Copy out only the stretch of the records from the line containing "query | tree line" through the line containing "[(357, 131)]", requests included. Shift each coordinate in the answers up by 51.

*** DATA SHOWN ***

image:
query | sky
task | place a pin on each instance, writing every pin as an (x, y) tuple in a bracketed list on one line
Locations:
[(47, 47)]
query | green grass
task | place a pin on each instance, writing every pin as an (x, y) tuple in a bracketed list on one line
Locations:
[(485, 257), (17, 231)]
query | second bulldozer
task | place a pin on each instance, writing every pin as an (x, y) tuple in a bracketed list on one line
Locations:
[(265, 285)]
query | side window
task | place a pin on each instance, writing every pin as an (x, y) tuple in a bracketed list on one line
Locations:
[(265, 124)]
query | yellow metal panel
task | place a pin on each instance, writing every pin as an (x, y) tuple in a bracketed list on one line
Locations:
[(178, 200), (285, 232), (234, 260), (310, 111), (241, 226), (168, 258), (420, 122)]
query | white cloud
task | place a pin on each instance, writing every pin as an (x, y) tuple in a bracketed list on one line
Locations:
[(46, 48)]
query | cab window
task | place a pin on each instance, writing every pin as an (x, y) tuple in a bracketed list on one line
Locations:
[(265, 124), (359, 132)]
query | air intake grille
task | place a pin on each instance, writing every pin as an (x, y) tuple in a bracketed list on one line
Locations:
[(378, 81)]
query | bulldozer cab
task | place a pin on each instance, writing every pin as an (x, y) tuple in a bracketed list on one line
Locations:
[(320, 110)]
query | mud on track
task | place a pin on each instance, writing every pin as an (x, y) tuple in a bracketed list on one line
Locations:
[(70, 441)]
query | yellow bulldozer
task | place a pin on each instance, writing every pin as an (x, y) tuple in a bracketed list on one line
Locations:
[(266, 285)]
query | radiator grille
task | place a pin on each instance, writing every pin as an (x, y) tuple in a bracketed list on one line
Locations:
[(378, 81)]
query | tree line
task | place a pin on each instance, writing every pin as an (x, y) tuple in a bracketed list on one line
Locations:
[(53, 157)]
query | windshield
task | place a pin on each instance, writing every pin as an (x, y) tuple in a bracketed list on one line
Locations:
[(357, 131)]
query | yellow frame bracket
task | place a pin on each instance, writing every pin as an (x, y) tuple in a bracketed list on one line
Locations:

***

▶ **SOLUTION FOR THIS PROBLEM**:
query | tree line
task | place a pin on each instance, writing every pin as an (x, y) tuple in a bracketed list on one line
Locations:
[(104, 208)]
query | windshield
task | place a pin on each instance, writing every pin as an (x, y) tuple in a bracketed list on one line
Locations:
[(408, 182)]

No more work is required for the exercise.